══ PROVIDED RECORDS ══

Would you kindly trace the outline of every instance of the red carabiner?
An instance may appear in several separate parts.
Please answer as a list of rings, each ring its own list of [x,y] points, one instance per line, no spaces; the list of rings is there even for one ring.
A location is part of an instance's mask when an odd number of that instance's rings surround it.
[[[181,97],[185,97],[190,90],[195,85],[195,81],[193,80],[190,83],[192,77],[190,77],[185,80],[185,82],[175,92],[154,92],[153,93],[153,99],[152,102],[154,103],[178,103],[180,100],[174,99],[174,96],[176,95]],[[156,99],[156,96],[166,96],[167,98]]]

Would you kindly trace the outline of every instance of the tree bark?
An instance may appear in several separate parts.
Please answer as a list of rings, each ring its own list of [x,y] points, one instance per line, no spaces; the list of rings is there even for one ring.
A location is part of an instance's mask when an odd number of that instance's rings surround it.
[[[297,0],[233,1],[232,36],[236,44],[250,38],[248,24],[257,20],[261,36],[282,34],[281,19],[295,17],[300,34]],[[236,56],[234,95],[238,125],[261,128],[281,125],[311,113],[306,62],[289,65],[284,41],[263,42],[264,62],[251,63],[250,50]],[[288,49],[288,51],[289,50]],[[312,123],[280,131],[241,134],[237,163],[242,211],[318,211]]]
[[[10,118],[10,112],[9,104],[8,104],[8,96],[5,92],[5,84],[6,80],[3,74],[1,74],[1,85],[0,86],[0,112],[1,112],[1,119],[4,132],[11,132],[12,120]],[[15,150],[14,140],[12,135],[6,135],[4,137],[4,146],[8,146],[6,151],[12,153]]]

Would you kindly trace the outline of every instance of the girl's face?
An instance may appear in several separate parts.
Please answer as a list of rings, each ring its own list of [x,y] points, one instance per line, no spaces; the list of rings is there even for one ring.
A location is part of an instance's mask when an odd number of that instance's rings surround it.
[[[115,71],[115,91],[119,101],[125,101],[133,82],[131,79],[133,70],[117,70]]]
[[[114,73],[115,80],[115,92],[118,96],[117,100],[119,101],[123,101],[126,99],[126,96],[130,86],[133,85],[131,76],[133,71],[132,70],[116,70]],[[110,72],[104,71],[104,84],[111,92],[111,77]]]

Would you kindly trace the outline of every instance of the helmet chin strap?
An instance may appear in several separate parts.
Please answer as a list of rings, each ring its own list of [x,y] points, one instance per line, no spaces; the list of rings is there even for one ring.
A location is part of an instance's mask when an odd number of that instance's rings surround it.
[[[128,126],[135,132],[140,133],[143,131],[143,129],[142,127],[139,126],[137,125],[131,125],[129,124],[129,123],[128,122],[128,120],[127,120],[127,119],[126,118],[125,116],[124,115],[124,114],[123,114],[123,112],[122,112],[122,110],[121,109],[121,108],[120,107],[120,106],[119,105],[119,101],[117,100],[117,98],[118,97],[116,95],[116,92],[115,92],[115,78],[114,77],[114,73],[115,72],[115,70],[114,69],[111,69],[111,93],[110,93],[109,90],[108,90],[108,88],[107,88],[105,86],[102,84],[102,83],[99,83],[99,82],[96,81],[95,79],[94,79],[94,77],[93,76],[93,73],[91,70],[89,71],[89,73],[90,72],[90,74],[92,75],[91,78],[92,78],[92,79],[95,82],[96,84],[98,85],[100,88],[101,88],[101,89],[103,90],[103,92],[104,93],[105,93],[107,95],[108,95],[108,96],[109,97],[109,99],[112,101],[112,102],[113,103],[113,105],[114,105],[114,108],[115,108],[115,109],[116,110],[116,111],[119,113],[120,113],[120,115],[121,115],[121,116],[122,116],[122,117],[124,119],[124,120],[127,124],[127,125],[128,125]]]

═══

[WORK REQUIRED]: Output exactly the lines from the one containing "helmet chin strap?" through the last line of the entries, both ends included.

[THE RESPONSE]:
Would you kindly trace the outline of every instance of the helmet chin strap?
An instance may appear in several separate parts.
Please answer as a list of rings, each ring its own list of [x,y] points, one instance per line, no spaces; the list of rings is there even for one ring.
A location is part of an instance's mask when an odd number of that instance's rings surround it.
[[[128,126],[135,132],[140,133],[143,131],[143,129],[142,127],[139,126],[137,125],[131,125],[129,124],[129,123],[128,122],[128,120],[127,120],[127,119],[126,118],[125,116],[124,115],[124,114],[123,114],[123,112],[122,112],[122,110],[121,109],[121,108],[120,107],[120,106],[119,105],[119,101],[117,100],[117,98],[118,97],[116,95],[116,92],[115,92],[115,78],[114,77],[114,73],[115,72],[115,70],[114,69],[111,69],[111,93],[110,93],[109,90],[108,90],[108,88],[107,88],[105,86],[102,84],[102,83],[99,83],[99,82],[96,81],[95,79],[94,79],[94,77],[93,76],[93,73],[91,70],[89,71],[89,73],[90,72],[90,74],[92,75],[91,78],[92,78],[92,79],[95,82],[96,84],[98,85],[100,88],[101,88],[101,89],[103,90],[103,92],[104,93],[105,93],[107,95],[108,95],[108,96],[109,97],[109,99],[112,101],[112,102],[113,103],[113,105],[114,105],[114,108],[115,108],[115,109],[116,110],[116,111],[119,113],[120,113],[120,115],[121,115],[121,116],[122,116],[122,117],[124,119],[124,120],[127,124],[127,125],[128,125]]]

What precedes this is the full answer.